- [VÉRIFIER SA COMPRÉHENSION]:
A – D'après l'extrait sur les protocoles de communication, que se passe-t-il lorsqu'un protocole CSMA détecte une collision ?
B – Poursuivez l'extrait sur les protocoles de communication à partir de sa dernière phrase, en un paragraphe.

Principe de CSMA (Carrier Sense Multiple Access). Ce protocole, issu des réseaux informatiques, consiste à émettre des trames de façon » anarchique » mais de tolérer les collisions et d’accepter de devoir renvoyer une trame plus tard. Ce type de protocole écoute le canal et envoie la trame dès que celui-ci est libre. Si une collision est détectée, la trame sera à nouveau envoyée après un laps de temps aléatoire afin d’éviter une nouvelle collision. Evidement, ce type de protocole n’est efficace que lorsque le taux de charge du canal reste inférieur au maximum. Lorsque tous les agents veulent émettre une trame, les collisions constantes accumulent les messages réitérés, augmentant ainsi la charge du réseau.
Les protocoles de communication locaux. Dans le cas des systèmes multi-agents distribués, il n’est pas toujours possible (ou utile) de transmettre des messages à l’ensemble des agents. Dans le cas de l’architecture proposée par O. Simonin [Simonin 01], la propagation des signaux se fait de façon naturelle par l’architecture. Donc les communications locales sont amplement suffisantes. Dans ce type de systèmes, la configuration évolue constamment : des agents quittent et rejoignent fréquemment des groupes locaux communicants. C’est pour cette raison que l’allocation doit pouvoir être dynamique.
Il existe donc divers protocoles de communication spécifiques à différentes applications. Toutefois, ces protocoles, souvent inspirés des réseaux informatiques, ne permettent pas toujours de répondre aux problèmes spécifiques des systèmes multi-agents distribués. Nous proposons dans ce manuscrit un nouveau protocole de communication permettant de répondre spécifiquement aux besoins de nos systèmes [section 5.3.4].

- [DONNÉES ENREGISTRÉES]:
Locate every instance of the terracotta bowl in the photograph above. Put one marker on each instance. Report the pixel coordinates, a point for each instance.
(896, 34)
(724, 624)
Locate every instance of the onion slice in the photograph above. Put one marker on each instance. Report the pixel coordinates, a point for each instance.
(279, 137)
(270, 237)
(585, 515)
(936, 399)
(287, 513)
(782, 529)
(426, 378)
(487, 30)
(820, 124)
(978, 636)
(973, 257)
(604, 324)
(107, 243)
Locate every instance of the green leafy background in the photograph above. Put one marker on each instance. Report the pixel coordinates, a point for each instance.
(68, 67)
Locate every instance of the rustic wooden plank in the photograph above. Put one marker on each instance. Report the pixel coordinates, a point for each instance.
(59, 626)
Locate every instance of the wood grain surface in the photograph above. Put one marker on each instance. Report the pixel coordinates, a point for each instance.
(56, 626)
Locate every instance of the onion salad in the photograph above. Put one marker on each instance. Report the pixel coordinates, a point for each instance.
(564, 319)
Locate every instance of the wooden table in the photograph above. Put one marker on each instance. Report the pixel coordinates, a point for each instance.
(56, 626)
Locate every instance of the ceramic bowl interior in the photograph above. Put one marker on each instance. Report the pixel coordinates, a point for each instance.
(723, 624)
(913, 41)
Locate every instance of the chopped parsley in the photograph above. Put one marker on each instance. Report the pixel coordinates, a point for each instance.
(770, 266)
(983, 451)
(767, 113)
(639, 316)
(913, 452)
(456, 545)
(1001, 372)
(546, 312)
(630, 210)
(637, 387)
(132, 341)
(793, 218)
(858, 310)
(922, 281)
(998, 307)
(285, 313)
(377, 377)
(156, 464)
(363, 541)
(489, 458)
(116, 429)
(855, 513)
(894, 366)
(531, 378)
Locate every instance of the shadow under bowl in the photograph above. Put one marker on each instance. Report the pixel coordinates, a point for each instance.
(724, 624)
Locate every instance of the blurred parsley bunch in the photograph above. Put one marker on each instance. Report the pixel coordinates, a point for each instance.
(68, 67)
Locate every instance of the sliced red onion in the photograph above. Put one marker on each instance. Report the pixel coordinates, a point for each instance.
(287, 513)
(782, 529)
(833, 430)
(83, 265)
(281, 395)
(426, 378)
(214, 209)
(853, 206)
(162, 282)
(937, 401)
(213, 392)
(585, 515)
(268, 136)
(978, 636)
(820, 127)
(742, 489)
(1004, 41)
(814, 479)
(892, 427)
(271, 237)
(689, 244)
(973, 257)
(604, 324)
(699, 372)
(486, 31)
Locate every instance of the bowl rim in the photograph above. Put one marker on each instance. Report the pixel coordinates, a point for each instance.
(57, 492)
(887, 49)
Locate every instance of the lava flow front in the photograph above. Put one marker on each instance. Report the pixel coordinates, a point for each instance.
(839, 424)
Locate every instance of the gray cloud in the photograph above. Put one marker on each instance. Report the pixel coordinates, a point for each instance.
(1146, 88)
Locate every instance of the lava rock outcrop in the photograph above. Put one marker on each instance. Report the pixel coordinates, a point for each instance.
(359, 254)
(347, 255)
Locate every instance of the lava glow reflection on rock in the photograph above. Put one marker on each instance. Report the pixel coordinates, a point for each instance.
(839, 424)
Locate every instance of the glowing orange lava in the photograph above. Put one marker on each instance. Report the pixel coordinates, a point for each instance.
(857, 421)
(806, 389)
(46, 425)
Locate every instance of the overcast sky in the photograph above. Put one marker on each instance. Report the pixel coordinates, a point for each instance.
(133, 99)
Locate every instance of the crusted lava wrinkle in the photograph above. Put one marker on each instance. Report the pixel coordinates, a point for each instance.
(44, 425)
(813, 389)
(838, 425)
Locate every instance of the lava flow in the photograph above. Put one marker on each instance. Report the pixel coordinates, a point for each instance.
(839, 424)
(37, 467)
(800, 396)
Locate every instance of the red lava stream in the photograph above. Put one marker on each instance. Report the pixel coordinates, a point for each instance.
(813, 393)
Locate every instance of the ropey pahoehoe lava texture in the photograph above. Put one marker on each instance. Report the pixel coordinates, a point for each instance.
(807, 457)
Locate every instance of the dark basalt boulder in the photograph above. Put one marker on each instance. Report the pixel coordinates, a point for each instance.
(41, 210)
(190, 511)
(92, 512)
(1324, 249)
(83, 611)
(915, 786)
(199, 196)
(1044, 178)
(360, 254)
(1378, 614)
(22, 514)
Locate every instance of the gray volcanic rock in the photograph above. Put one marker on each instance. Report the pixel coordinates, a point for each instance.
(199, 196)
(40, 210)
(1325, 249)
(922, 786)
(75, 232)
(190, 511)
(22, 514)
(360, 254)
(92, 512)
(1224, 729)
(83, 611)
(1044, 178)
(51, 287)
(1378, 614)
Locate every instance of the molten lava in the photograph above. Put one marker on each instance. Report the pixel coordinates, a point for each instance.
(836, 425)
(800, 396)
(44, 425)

...

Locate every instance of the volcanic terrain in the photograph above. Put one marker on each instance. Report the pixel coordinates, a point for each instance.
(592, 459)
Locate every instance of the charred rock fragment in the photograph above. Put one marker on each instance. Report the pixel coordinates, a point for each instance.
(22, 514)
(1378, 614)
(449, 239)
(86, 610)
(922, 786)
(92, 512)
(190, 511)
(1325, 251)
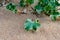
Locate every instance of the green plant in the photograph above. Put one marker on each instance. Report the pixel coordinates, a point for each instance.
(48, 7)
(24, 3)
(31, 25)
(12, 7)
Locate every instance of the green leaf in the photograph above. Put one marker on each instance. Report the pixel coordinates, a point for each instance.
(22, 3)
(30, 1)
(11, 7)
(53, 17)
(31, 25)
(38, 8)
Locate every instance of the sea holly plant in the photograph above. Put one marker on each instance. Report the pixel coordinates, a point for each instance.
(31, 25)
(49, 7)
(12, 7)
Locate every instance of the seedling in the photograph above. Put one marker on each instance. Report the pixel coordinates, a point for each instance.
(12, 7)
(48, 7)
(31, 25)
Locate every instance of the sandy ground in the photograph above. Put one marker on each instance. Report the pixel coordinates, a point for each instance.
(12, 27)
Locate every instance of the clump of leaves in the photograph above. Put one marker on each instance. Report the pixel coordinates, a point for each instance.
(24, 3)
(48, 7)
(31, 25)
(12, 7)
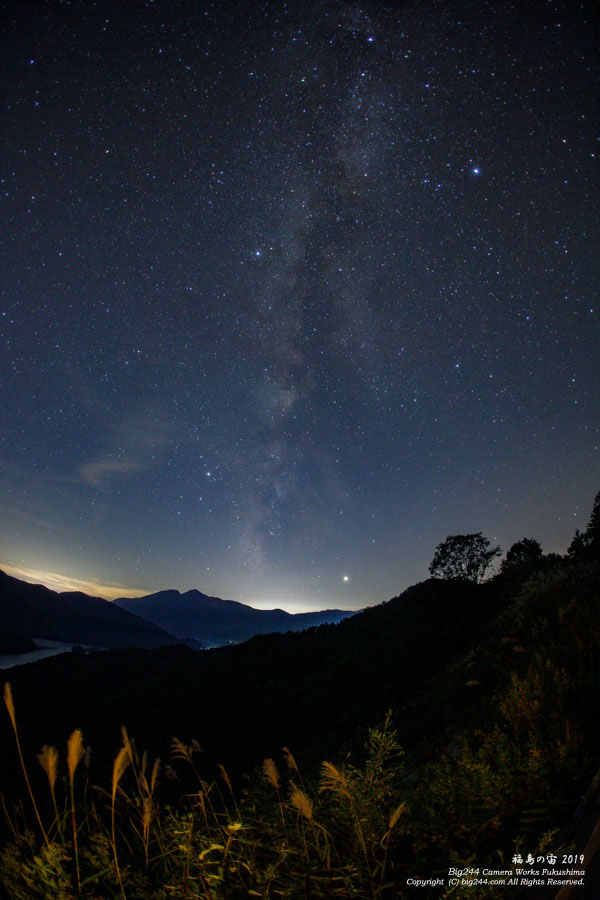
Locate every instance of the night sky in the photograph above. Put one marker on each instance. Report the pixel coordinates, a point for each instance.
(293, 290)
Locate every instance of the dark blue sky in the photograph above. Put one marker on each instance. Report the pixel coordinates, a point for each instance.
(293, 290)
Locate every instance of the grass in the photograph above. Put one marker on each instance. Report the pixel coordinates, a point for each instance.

* * *

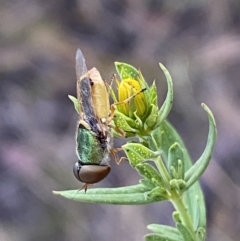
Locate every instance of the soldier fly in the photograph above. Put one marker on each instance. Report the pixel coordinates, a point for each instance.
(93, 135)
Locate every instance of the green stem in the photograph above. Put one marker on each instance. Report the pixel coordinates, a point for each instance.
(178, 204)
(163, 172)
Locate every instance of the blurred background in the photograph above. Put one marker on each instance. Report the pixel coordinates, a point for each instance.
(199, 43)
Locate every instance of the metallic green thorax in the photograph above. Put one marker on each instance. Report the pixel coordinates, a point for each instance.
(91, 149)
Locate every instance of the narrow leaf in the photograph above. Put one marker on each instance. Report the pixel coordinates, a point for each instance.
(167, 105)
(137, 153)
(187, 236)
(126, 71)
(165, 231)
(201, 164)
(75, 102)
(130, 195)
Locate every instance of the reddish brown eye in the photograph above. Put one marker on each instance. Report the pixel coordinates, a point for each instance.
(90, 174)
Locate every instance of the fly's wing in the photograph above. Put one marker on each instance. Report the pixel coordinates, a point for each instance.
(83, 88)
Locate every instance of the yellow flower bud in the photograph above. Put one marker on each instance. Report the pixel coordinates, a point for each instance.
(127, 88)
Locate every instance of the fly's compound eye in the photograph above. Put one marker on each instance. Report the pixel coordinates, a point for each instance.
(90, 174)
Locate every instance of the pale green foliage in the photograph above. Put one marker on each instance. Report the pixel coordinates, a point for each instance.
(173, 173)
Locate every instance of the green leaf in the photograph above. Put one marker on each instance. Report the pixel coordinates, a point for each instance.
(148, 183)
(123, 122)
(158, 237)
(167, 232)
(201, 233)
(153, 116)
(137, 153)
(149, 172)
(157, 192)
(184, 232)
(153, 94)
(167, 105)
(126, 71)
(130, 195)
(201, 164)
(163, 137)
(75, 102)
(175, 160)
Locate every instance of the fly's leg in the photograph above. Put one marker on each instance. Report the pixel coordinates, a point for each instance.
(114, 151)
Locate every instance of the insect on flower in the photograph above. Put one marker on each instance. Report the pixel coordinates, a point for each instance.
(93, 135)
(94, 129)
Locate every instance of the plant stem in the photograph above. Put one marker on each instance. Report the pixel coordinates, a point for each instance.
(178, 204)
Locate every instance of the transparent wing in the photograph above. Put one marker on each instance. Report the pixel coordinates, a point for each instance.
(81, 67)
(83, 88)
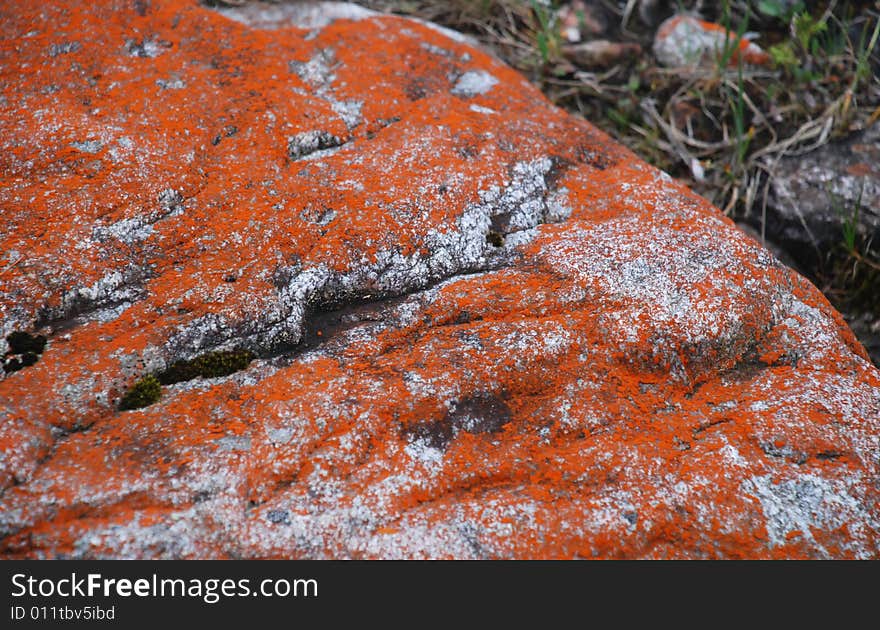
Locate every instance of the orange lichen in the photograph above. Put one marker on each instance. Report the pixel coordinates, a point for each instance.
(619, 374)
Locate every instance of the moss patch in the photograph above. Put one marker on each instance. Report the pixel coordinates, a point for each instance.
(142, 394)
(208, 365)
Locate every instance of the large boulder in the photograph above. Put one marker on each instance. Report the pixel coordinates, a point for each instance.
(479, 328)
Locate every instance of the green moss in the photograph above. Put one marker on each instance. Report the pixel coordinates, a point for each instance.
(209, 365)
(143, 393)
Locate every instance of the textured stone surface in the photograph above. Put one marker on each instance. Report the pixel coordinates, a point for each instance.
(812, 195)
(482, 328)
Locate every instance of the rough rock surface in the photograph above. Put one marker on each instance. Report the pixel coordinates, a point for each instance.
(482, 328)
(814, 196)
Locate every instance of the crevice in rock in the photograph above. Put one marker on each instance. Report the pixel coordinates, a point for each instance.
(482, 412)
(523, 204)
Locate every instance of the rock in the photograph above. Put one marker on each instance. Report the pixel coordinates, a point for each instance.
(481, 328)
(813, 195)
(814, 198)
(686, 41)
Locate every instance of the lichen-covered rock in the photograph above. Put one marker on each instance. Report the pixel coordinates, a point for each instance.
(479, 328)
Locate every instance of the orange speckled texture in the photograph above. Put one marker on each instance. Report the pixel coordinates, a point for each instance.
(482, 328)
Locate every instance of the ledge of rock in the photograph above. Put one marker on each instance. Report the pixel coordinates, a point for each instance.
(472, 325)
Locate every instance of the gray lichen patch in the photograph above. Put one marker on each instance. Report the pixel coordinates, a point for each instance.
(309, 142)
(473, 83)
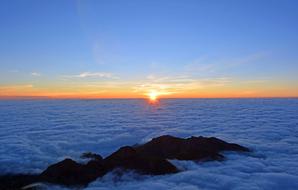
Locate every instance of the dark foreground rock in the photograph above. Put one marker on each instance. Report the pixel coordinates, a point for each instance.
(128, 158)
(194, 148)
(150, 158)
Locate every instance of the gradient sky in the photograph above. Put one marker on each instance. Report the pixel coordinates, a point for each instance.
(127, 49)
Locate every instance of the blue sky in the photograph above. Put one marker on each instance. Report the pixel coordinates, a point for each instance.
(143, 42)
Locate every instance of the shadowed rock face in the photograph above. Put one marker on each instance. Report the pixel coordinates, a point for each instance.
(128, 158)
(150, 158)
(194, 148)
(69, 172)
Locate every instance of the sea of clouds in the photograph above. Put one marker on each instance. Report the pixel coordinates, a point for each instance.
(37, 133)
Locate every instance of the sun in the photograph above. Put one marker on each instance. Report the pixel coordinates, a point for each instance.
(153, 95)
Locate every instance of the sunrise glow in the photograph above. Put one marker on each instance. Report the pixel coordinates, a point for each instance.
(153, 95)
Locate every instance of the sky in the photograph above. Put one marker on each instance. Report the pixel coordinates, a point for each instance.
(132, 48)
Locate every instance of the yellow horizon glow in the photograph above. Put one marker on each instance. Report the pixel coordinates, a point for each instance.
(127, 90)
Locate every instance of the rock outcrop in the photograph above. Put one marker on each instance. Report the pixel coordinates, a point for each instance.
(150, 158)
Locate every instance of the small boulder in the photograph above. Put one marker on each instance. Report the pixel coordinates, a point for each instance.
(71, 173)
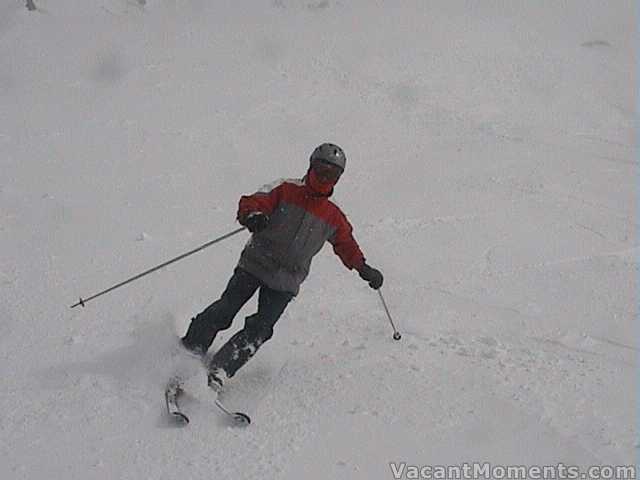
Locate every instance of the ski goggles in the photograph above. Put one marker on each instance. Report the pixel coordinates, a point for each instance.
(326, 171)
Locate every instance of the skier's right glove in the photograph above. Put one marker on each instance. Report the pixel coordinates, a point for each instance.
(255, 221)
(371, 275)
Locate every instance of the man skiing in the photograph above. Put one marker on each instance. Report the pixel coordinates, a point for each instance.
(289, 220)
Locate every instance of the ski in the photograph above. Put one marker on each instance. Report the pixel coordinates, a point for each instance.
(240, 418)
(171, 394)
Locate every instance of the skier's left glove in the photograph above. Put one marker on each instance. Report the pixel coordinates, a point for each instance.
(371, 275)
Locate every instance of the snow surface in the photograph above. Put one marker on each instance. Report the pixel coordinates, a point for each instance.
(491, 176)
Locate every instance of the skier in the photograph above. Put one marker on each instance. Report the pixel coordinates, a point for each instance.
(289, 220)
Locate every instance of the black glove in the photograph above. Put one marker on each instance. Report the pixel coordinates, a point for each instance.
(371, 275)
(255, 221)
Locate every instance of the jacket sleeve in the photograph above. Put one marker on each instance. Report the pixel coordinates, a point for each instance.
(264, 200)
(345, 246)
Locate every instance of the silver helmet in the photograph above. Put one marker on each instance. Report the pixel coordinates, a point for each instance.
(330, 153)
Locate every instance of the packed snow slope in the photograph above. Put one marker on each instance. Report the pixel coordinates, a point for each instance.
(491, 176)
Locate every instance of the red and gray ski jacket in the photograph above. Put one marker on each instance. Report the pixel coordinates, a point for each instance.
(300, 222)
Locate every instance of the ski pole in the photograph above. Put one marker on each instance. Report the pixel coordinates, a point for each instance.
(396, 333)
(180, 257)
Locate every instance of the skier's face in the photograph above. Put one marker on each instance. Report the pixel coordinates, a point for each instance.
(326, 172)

- [CORRIGÉ DES EXERCICES]:
A – La trame est renvoyée après un laps de temps aléatoire afin d'éviter une nouvelle collision.

B –
Les réseaux neuronaux
En 1943, deux bio-physiciens de l’université de Chicago, Mac Cullogh et Pitts proposent le premier modèle de neurone biologique [Cullogh 43]. Ce neurone formel, aussi appelé neurone à seuil, est inspiré des récentes découvertes en biologie. Ce sont des neurones logiques (0 ou 1). En 1949, le psychologue Donald Hebb introduit le terme connexionisme pour parler de modèles massivement parallèles et connectés [Hebb 49]. Il propose de nombreuses règles de mise à jour des poids dont la célèbre » règle de Hebb « . En 1958, le psychologue Frank Rosenblatt, combinant les idées de ses prédécesseurs, propose le premier perceptron [Rosenblatt 58]. Ce réseau, capable d’apprendre à différencier des formes simples et à calculer certaines fonctions logiques, est inspiré du système visuel. Au début des années 60, les travaux de Rosenblatt suscitent un vif enthousiasme dans le milieu scientifique. Mais en 1969, deux scientifiques américains de renom, Minsky et Papert, publient un livre [Minsky 69] qui démontre les limites du perceptron proposé par Rosenblatt. En particulier, son incapacité à résoudre les problèmes non linéairement séparables, dont la fonction logique XOR est un célèbre exemple. Les travaux ralentissent considérablement jusqu’aux années 80. En 1982, Hopfield démontre l’intérêt des réseaux entièrement connectés [Hopfield 82]. Parallèlement, Werbos conçoit un mécanisme d’apprentissage pour les réseaux multicouches de type perceptron: la rétropropagation (Back-Propagation). Cet algorithme, qui permet de propager l’erreur vers les couches cachées sera popularisé en 1986 dans un livre » Parallel Distributed Processing » par Rumelhart et al [Rumelhart 86]. Depuis ces travaux, les applications des réseaux de neurones n’ont cessé de croître. Il a d’ailleurs été démontré qu’un réseau MLP (Multi Layer perceptron) avec seulement deux couches peut approximer n’importe quelle fonction de Rn dans Rm avec une précision arbitraire.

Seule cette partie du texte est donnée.